Text for analysis:
Thanks, kinda scary update from pdoc...

iVillage Member
Registered: 03-27-2003
Thanks, kinda scary update from pdoc...
3
Fri, 04-08-2005 - 12:56am

I want to thank you all who encouraged me to call my pdoc earlier this week...as odd as it may sound, that idea hadn't even occurred to me! (guess that shows how well my depressed brain is working...).

I did force myself to go to the doctor-shadowing session I had scheduled...I honestly didn't think I'd make it through without breaking down in tears...but in a very nice coincidence, this normally extremely busy doctor was having such a slow day that he sent me home after about an hour...I'm supposed to go back to shadow him another time.

I'm still supposed to go talk to patients at a nursing home tomorrow...I still can't imagine I'll be able to do it, and I was supposed to do an assignment beforehand that I haven't managed to do...

Oops, was going to update about the appointment. I was honest about things, and my pdoc recommended that I try ECT, and as soon as possible. This kind of shocked me, but my main worry was having my mom "freak out" when she heard because she's always been very wary of the idea.

But I did call my mom, and she was surprisingly supportive...she's still quite worried about it, though, and is trying to find more info on ECT to help decide what to do...I didn't tell her that the pdoc is going to try to get me in next week (as an outpatient).

So lots of concerns still about the ECT (although I guess it might not be such a great thing that the idea doesn't scare me too much, since I honestly don't care what happens to me...not good). The hospital said it might be 10 days before I could get seen, and my pdoc said that seemed like a long time, and that I could go inpatient for 2 or 3 days to get a quicker start...but I don't think I'll do that, especially because of my mom.

Entries supplied:
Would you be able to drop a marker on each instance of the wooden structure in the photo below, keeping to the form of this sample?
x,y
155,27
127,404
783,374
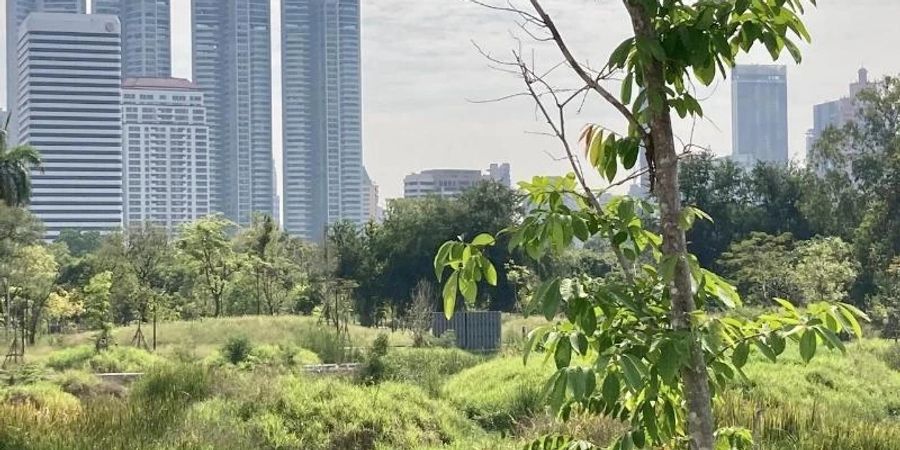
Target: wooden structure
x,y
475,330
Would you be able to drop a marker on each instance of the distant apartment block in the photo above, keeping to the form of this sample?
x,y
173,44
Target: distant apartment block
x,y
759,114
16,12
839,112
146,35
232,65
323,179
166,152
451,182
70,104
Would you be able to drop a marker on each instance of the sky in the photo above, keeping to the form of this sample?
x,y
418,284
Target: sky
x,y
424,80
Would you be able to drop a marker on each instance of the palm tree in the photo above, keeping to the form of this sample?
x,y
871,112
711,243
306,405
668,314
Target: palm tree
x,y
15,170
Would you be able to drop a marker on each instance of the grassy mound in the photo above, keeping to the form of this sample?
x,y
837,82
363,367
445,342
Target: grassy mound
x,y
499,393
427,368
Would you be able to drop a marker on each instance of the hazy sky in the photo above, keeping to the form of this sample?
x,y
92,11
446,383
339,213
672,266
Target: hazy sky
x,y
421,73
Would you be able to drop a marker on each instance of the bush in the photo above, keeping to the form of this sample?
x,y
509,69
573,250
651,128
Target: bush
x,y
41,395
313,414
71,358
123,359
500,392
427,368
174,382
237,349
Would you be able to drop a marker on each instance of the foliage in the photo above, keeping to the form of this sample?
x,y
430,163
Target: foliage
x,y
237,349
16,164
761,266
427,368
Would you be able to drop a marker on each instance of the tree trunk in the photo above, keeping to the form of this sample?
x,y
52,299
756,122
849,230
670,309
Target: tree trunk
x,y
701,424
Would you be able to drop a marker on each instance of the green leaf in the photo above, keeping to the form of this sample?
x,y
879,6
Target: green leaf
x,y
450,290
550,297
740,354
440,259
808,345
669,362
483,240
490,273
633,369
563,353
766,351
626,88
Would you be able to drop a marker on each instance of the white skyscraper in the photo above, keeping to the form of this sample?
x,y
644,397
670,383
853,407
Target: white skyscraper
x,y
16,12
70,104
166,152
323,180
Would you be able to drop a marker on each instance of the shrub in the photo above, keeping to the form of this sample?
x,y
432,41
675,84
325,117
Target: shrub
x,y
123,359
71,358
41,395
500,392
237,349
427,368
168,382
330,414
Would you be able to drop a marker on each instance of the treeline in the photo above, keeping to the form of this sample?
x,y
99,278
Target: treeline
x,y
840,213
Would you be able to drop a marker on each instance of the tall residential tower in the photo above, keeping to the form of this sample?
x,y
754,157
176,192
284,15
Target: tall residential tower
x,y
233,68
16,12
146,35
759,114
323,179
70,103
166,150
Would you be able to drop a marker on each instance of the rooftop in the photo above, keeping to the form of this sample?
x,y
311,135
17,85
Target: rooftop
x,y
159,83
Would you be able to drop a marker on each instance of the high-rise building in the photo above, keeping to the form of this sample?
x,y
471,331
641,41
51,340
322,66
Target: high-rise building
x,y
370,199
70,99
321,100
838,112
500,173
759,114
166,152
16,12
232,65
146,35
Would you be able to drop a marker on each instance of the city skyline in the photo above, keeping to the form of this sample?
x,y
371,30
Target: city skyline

Problem statement: Could you repeat the part of the forum post that opens with the words "I did force" and closes with "him another time.", word for word? Work only from the forum post.

Output:
I did force myself to go to the doctor-shadowing session I had scheduled...I honestly didn't think I'd make it through without breaking down in tears...but in a very nice coincidence, this normally extremely busy doctor was having such a slow day that he sent me home after about an hour...I'm supposed to go back to shadow him another time.